■ INPUT DATA
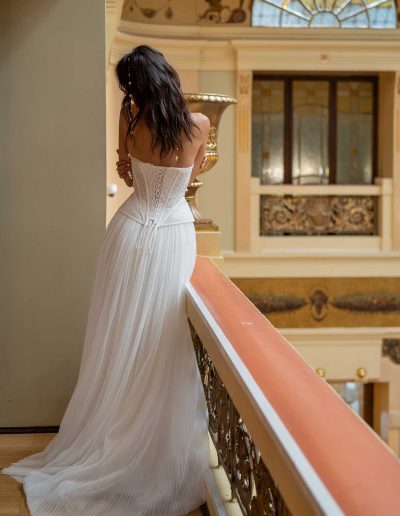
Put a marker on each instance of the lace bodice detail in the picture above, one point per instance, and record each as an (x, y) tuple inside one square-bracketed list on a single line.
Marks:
[(159, 194)]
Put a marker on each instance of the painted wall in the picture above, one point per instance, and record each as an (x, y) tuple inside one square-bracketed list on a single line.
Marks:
[(52, 198)]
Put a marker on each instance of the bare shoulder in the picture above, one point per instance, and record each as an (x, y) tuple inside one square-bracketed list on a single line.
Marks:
[(202, 121)]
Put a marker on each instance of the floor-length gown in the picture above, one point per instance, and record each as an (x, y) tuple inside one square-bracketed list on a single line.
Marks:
[(133, 440)]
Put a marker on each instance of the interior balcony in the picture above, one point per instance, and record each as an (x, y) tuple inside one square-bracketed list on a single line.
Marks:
[(283, 441)]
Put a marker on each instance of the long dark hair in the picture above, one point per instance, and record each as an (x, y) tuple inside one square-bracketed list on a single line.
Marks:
[(153, 85)]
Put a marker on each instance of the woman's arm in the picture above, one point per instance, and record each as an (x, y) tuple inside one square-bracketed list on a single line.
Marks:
[(203, 123)]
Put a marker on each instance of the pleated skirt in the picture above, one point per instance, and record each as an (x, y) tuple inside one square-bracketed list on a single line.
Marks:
[(134, 437)]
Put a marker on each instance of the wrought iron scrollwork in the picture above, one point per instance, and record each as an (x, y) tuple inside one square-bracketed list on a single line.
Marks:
[(251, 483)]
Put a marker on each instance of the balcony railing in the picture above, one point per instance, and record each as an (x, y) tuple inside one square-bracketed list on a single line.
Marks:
[(285, 439)]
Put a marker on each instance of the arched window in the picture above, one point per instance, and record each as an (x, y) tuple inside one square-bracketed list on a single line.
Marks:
[(352, 14)]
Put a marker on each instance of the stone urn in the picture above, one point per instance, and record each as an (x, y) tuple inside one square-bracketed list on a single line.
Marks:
[(212, 105)]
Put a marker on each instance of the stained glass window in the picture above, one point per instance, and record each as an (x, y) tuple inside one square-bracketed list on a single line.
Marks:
[(314, 130), (360, 14)]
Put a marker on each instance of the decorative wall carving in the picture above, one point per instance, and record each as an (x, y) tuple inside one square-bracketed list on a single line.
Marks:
[(391, 349), (317, 215), (251, 482), (342, 301), (219, 11), (368, 302)]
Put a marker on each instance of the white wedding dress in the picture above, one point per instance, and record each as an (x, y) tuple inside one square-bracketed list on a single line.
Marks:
[(134, 437)]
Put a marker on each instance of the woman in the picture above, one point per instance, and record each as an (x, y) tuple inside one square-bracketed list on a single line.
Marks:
[(133, 439)]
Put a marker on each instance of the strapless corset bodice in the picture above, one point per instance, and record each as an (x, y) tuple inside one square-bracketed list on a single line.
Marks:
[(159, 194)]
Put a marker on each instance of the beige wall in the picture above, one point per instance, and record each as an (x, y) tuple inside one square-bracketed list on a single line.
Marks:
[(216, 199), (52, 198)]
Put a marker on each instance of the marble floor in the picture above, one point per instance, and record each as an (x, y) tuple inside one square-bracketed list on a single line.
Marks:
[(12, 448)]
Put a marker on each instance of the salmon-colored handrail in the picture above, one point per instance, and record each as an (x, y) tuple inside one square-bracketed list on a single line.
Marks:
[(361, 472)]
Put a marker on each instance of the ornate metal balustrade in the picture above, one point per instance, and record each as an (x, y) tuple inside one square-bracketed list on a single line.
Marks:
[(317, 215), (251, 483)]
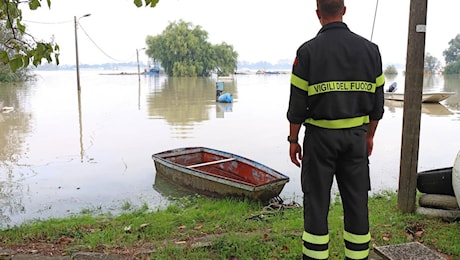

■ WHAT IS NEEDED
The listing is to be repeated word for word, with all pictures omitted.

■ FINISHED TASK
Put a marker on each instance of the lace bodice detail in the picture above, one point per instance, and record each as an (x, y) tuple inside one square-bracketed list on a single line.
Marks:
[(159, 194)]
Put a marker on each instance of the painted wall in the picture above, one point per instance, and record each as an (x, y) tuple inside one square-bracketed list on a single line.
Marks:
[(52, 198)]
Put a marker on each instance of the bare shoulder in the picture above, one point per instance, and record each as an (x, y) tuple inside one square-bracketed list on a single line.
Marks:
[(202, 121)]
Put a marker on each instance of the floor-length gown in the picture above, one point per instance, and record each as an (x, y) tuple inside one square-bracketed list on a single line.
Marks:
[(133, 440)]
Put a marker on each instance of the interior balcony in the picture above, one point per instance, and record each as an (x, y) tuple inside one square-bracketed list on a single line.
Marks:
[(283, 441)]
Put a marker on each instance of the long dark hair in the picture above, one point per instance, and record each as an (x, y) tuple inside one square-bracketed list on a single line.
Marks:
[(153, 85)]
Put a marker on each instance of the woman's arm in the picture above, one point per instance, and record each as an (x, y) tuple inside one square-bracketed list on a single line.
Marks:
[(203, 123)]
Put a marker on each instance of the pleated skirt in the picture above, one point per instance, and record each as an (x, y) tuple inside one square-bracketed list on a single line.
Marks:
[(134, 437)]
Put a marker on each instance of the wrought iron scrollwork in the picture above, one point per instance, and record each as an (x, y) tuple inside one square-bracketed list on a single line.
Marks:
[(251, 483)]
Put a marker on each instance of the balcony railing in the picture above, one point per instance, and record each as an (x, y) tuple inside one square-bracketed list on a single line.
Marks:
[(285, 439)]
Put a marker on each instance of the arched window in the picture above, one point per instance, and record each as an (x, y) tuple inside one square-bracketed list on a single line.
Marks:
[(352, 14)]
Put a marker on each instance of the stone urn in the picture above, one point per instance, and record each as an (x, y) tuple inside one square-bracketed list on a single line.
Marks:
[(212, 105)]
Put a marker on each instance of the stained glass window in the picture above, one point per instance, and record each as an (x, y) tuple inside one square-bracketed list on a single line.
Marks:
[(314, 130), (360, 14)]
Put a marker on each instance of the decorative wall carving in the picture above, one point per instance, and record each as an (x, y) tuple inside one square-bracketed list on a single line.
Marks:
[(391, 349), (317, 215), (251, 482), (342, 301), (219, 11), (368, 302)]
Put a marker on each instance of the white wedding dress in the picture above, one point per instance, and record each as an (x, y) tuple inside one square-bracketed list on a single line.
Marks:
[(134, 437)]
Put a marker on each instance of the woman in the picture above, one point per instance, and record each as an (x, y) tuple inside one square-bracketed list on a single line.
Marks:
[(133, 439)]
Put a marker on each instance of the strapless corset bodice in the picture above, one point per instance, and record each as an (x, y) tuple inside one square-bracketed list on a single line.
Marks:
[(159, 194)]
Put a marker on each instance of the beige wall in the picture above, one point per instance, and record each as an (x, y) tuple inside one square-bracketed list on a single line.
Marks:
[(216, 199), (52, 198)]
Put a marker on each instance of the marble floor in the picture above, one point per instance, and record each as an (x, y) tuple inside one square-bracketed list on a single line.
Marks:
[(12, 448)]
Put a marker on each instance of the salmon-colored handrail in the picture above, one point per instance, and record each as an (x, y) tuple inside one square-bracketed list on a single line.
Marks:
[(361, 472)]
Put a marker on each instance of the ornate metal balustrade in the picture above, one point per instance, and record each as an (x, y) tuple inside one square-bracketed list on a single line.
Marks:
[(317, 215), (251, 483)]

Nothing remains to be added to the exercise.